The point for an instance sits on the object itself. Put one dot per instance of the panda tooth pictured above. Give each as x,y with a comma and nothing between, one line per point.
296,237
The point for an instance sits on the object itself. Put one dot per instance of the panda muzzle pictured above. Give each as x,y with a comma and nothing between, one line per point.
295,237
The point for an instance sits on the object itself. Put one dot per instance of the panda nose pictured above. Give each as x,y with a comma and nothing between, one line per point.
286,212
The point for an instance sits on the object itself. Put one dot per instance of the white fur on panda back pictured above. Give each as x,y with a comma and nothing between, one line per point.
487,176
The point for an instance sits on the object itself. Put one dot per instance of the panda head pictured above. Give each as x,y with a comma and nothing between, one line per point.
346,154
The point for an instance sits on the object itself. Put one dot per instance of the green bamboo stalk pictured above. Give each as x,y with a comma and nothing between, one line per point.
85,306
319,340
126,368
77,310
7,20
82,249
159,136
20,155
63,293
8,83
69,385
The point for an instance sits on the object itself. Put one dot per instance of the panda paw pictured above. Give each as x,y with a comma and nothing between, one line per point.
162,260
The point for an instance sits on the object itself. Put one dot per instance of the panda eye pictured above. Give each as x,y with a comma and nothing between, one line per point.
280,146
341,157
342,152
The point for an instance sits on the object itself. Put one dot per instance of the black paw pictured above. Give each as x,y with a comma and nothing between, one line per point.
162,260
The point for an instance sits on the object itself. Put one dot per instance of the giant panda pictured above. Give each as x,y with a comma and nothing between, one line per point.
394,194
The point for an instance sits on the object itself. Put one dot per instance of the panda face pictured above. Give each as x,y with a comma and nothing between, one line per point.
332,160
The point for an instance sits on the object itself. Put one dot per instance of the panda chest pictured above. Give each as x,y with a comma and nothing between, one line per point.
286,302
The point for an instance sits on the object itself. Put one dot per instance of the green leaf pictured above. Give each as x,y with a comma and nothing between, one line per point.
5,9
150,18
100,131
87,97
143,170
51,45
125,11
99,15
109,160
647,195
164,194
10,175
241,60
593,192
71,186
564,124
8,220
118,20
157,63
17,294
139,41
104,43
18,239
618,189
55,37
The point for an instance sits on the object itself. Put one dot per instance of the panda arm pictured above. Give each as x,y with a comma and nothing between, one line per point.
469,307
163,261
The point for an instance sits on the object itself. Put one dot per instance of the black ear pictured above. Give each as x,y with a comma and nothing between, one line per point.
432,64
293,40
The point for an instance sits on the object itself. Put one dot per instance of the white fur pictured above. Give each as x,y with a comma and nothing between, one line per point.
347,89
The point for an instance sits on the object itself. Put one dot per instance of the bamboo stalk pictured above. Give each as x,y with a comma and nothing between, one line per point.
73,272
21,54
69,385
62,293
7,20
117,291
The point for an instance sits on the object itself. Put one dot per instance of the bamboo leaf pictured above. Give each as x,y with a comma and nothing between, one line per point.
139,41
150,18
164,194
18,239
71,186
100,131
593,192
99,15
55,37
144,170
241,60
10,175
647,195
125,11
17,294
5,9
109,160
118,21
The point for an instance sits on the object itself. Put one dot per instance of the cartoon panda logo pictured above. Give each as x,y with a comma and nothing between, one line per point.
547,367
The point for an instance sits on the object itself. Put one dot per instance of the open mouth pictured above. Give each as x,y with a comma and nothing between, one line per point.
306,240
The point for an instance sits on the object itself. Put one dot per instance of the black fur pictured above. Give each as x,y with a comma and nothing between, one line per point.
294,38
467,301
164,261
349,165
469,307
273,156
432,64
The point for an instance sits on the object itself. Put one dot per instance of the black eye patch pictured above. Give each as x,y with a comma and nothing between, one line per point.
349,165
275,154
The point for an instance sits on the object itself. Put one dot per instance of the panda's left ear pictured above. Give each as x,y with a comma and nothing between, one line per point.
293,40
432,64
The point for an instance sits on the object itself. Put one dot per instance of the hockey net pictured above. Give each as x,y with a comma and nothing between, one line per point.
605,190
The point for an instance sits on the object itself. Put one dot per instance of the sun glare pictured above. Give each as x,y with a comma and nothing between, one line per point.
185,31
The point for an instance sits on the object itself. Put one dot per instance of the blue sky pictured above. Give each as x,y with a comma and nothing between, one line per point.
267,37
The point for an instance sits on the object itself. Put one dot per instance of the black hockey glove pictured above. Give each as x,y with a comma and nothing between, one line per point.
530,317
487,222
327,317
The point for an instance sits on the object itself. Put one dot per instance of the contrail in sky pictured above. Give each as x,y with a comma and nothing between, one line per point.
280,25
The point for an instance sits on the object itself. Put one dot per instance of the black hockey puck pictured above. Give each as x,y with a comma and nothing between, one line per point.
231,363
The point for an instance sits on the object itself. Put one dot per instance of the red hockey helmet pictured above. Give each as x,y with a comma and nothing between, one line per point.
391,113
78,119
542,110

To be done:
Write out the records word for word, starting at the line that contains "the red hockey" and ending with the last line of the records, both included.

Task solution:
The point for an instance sits on the object itself. Put one dot per instance of the red hockey helmet pictured above. Give each as x,y with a comma and nothing between, one line per point.
391,113
78,119
542,110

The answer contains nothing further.